Records from a data source:
━━━━━━━━━━━━━━━━━━━━
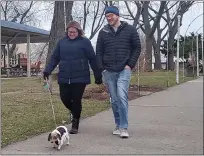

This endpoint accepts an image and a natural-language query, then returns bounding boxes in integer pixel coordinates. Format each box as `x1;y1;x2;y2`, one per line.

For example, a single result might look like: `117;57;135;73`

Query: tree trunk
167;38;174;71
46;1;65;65
154;44;162;70
65;1;74;24
144;36;153;72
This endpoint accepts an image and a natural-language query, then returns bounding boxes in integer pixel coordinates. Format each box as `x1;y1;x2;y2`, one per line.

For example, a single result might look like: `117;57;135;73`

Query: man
96;6;141;138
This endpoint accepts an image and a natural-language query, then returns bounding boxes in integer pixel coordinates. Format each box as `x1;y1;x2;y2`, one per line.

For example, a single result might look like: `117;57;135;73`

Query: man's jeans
103;68;131;128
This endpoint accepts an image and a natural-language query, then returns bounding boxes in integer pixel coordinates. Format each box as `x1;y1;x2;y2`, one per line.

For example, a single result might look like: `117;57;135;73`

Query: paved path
2;78;203;156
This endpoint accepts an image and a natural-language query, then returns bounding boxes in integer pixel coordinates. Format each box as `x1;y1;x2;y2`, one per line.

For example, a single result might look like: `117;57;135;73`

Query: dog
48;126;70;150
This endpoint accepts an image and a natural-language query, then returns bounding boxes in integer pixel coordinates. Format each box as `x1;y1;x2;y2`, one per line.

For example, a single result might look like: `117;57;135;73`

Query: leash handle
45;78;57;127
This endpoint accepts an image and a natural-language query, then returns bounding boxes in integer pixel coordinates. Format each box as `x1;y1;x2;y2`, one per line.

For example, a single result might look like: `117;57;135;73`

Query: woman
43;21;102;134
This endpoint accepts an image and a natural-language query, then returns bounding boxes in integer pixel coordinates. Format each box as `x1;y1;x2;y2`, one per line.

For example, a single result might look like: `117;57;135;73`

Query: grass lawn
1;72;195;146
131;71;193;88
━━━━━━━━━━━━━━━━━━━━
▶ [TASK OBJECTIVE] Please update the data above by replacing "endpoint" with "service" wherever it appears, keeping everything else the same and leaving the pictures out of your answer.

▶ [WORKED ANSWER]
This service accepts an image and a natural-language query, then returns bounding boxes in integer pixel coordinates. Format each box as `x1;y1;x2;y2`, one per line.

For example, a single result might look like: `117;57;135;73`

Query: tree trunk
167;38;174;71
46;1;65;65
154;44;162;70
65;1;74;24
144;36;153;72
This service accepts an image and a natural-language query, then returns bounding boxes in integer pixel coordinates. Format each box as `x1;y1;x2;y2`, one per line.

For example, a single result might look like: `117;57;135;73`

Query: man
96;6;141;138
This service accepts an image and a natural-language query, then returns bounding boxes in integer pixel coordinates. Format each box as `x1;y1;x2;y2`, one per line.

For example, a single result might look like: `117;57;135;73`

Query: man's jeans
103;68;131;128
This service accepts an image and a natural-language query, then returns bounding boxes in integer pixel coordinates. Format each box as `x1;y1;x2;y2`, one per line.

For example, a single result might look like: `117;57;135;73`

Query: paved path
2;78;203;156
This service accepts an image and a natural-language query, then returns bounding boxes in integer pixel coordinates. Format each box as `x1;y1;x2;y2`, one per line.

For example, a single result might look like: `117;57;135;73`

Query: dog
48;126;70;150
This service accepts an image and a natural-language query, then returns bounding boxes in integer pixel coordinates. Format each box as `x1;y1;x2;y2`, one per line.

For example, a single result might look like: `117;57;135;73`

Query: leash handle
45;78;57;127
This service accepts an image and a natural-language query, then returns bounding boxes in integer pixel coordinates. Format each box as `x1;y1;x2;y2`, one per line.

For example, a single result might look like: `117;57;135;73`

Query: woman
43;21;102;134
This service accepts an image and a natural-language query, then returns bounding boxes in integer pixel coordinates. Format each box as `x1;y1;x2;y2`, one per line.

For example, a single result might look like: `117;57;135;73`

Query: grass lawn
1;72;195;146
131;71;193;88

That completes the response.